>> begin Supplied material

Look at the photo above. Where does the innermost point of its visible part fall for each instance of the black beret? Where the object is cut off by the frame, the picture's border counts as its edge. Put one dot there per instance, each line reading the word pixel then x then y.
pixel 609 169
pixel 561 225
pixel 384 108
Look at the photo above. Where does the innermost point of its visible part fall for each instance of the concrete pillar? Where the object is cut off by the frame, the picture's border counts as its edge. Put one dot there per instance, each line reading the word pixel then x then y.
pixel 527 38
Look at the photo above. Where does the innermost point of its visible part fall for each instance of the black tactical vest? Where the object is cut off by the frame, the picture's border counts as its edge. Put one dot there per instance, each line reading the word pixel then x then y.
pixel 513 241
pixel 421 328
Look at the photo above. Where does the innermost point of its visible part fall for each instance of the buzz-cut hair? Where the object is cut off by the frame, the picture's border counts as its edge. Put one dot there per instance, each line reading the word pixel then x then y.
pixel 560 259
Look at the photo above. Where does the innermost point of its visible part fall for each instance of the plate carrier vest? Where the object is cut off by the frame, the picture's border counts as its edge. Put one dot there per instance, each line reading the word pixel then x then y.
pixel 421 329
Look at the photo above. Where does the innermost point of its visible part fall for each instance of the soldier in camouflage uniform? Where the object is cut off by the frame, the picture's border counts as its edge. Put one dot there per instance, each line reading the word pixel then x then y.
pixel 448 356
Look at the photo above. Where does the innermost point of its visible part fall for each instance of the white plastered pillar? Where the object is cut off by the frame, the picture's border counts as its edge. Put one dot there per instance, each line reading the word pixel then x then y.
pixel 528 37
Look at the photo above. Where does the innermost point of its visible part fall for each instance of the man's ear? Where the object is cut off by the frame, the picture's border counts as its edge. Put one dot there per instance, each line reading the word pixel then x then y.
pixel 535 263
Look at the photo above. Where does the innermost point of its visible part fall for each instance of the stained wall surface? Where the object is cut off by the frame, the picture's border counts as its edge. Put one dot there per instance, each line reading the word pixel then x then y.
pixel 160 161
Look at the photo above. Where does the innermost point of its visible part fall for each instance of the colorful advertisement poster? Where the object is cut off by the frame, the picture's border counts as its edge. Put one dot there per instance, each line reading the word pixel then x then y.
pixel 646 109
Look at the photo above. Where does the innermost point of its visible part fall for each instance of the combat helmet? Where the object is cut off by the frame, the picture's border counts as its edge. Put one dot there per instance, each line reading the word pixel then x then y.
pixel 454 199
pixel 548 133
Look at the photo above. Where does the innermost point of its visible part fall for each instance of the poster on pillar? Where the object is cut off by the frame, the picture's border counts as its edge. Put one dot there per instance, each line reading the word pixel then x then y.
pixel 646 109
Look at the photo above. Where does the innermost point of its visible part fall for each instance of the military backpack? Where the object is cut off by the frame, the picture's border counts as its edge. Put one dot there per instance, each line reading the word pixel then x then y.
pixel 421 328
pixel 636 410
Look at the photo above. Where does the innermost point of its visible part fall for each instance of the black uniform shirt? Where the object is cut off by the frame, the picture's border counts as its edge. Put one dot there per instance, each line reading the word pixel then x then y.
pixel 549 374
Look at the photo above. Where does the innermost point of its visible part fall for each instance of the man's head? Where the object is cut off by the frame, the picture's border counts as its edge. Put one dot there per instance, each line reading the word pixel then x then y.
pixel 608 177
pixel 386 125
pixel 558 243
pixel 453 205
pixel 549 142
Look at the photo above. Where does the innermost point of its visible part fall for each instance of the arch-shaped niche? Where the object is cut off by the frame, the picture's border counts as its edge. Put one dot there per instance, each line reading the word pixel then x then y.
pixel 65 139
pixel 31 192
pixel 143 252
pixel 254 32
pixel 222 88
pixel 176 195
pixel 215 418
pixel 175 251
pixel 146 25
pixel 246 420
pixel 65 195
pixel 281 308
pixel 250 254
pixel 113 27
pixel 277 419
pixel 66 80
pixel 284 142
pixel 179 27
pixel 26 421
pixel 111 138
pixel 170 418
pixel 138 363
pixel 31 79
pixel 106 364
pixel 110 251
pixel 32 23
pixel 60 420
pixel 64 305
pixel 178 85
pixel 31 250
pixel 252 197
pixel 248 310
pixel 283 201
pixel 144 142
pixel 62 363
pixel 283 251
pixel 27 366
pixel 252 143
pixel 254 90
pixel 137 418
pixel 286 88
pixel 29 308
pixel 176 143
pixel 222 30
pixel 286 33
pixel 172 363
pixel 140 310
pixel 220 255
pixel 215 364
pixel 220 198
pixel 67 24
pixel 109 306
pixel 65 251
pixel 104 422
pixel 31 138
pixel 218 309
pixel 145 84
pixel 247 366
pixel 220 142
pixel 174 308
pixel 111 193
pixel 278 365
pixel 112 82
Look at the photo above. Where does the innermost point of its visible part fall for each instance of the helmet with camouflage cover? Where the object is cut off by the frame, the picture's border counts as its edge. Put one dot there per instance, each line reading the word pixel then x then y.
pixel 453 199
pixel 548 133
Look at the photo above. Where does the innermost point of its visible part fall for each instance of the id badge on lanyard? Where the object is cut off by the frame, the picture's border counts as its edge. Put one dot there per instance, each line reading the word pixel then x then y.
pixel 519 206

>> end Supplied material

> _Exercise prompt_: Transcribe all of the material above verbatim, keeping every line in its original order.

> _Full response_:
Look at the photo above. Where does the innermost point of its visible part fall for each instance of the black beret? Where the object is cut off by the frame, the picture's border counts as its edge. Put one dot there per instance, each line reading the word pixel then x then y.
pixel 609 169
pixel 561 225
pixel 384 108
Look at the photo above. Where does the innermost point of its visible part fall for each instance of the concrete pillar? Where the object is cut off by the frame, the picture's border counts as its edge. Put one dot there per instance, each line reading the word pixel then x then y.
pixel 527 38
Look at the photo above. Where does the innermost point of its visible part fall for each instance of the black tactical vest? Where the object is cut off by the frame, the picture's border counts as its edge. Put one dot there per instance, each line reading the word pixel then x then y.
pixel 513 241
pixel 421 328
Look at the photo above. Where does the innermost point of its visible part fall for each instance of the buzz-cut hair? Where the object is cut off by the frame, the picture's border counts as its edge. Put one dot there per instance, each line reading the word pixel then x then y.
pixel 560 259
Look at the photo above. Where does the innermost point of its visible part fall for each instance of the plate carrier vest? Where the object is cut off by the frame, the picture's border counts as its edge. Put one dot there per instance, each line reading the word pixel then x then y.
pixel 421 329
Look at the photo above. Where does the innermost point of its visible part fall for each instance of the soldier in camouflage uniform? Where the object is cut off by the frame, the picture's border counts as its edge. Put one dot there per instance, each line reading the word pixel then x then y.
pixel 448 356
Look at the photo above. Where does the innermost point of its visible part fall for each instance of the white plastered pillar? Where the object is cut off by the frame, the picture's border counts as its edge. Put one dot there per instance, each line reading the word pixel then x then y.
pixel 528 37
Look at the photo above. Where does the innermost point of its visible part fall for each instance of the man's ear? Where the object is cut off by the frame, the picture's border counts as its edge. Put one dot there per instance, each line reading the word pixel then x then y.
pixel 535 263
Look at the photo above. Where does the innermost point of its visible part fall for each instance of the stained wall surface? Where the object is cut off by the frame, the picture's border counts as its edge. Put one dot there per instance, each line reading the word pixel then x then y.
pixel 160 161
Look at the photo above. Where does the innermost point of its visible part fall for each instance of the colorful advertisement poster? Where the object is cut off by the frame, the picture's border counts as its edge. Put one dot there per instance, each line reading the word pixel then x then y.
pixel 646 109
Look at the photo above. Where does the innermost point of its visible part fall for each instance of the combat helmet? Where the object is cut off by the frame, the picture's border counts as its edge. Put one dot there per instance, each line reading the word pixel then x then y.
pixel 454 199
pixel 548 133
Look at the photo above. Where does the innermost point of its visible part fall for each instance of the poster on pillar? Where the object is cut off by the frame, the picture's border counts as its edge. Put one dot there per instance, each line reading the word pixel then x then y.
pixel 646 109
Look at the photo above. Where does the innermost point of its visible part fall for each instance of the military backpack? Where the object is cut off by the frame, the picture's border counts as its edge. Put one dot there per instance, each line reading the word pixel then x then y.
pixel 421 328
pixel 636 410
Look at the photo above. Where does the innermost point of its visible part fall for each instance of the black uniform shirt? Where the object is cut off by the frame, the picture's border counts as its edge. Put one dot there per instance, each line reading the word pixel then x then y.
pixel 549 374
Look at the photo above. Where does the innermost point of its visible part fall for each instance of the man's head? Where the object is cut off by the frame, the picture's border counts as its edge. Put one dot there per instance, each line reading the word pixel then x then y.
pixel 608 177
pixel 386 125
pixel 558 243
pixel 453 205
pixel 549 142
Look at the photo above. Where does the innermost point of its visible part fall for each instance of the arch-shaped niche? Where the object is cut off by the frame, the picture's border counts as its edge. Put one dot there per instance, each line reading the word pixel then x then y.
pixel 65 139
pixel 31 192
pixel 143 252
pixel 254 32
pixel 222 88
pixel 176 195
pixel 215 418
pixel 175 251
pixel 146 25
pixel 246 420
pixel 65 195
pixel 281 308
pixel 250 254
pixel 113 27
pixel 277 419
pixel 66 80
pixel 284 142
pixel 179 27
pixel 26 421
pixel 111 138
pixel 170 418
pixel 138 363
pixel 31 79
pixel 106 364
pixel 110 251
pixel 32 23
pixel 60 420
pixel 64 305
pixel 178 85
pixel 31 250
pixel 252 197
pixel 248 310
pixel 283 201
pixel 144 142
pixel 62 363
pixel 283 251
pixel 27 366
pixel 252 143
pixel 254 90
pixel 137 418
pixel 286 88
pixel 29 308
pixel 176 143
pixel 222 30
pixel 286 33
pixel 172 363
pixel 140 310
pixel 220 255
pixel 215 364
pixel 220 198
pixel 67 24
pixel 109 306
pixel 65 251
pixel 104 422
pixel 31 138
pixel 218 309
pixel 145 84
pixel 247 366
pixel 220 142
pixel 174 308
pixel 111 193
pixel 278 365
pixel 112 82
Look at the photo above. Where does the innermost point of its visible part fall for each instance of the helmet with camouflage cover? Where the object is cut off by the frame, the picture's border counts as its edge. Put one dot there per instance, each line reading the word pixel then x then y.
pixel 453 199
pixel 548 133
Look at the photo above. Where does the innermost point of its visible part fall for each instance of the id badge on lanyard? Where the object is cut off by the frame, the picture's border counts as its edge. Put one dot there per instance, each line reading the word pixel then x then y.
pixel 519 206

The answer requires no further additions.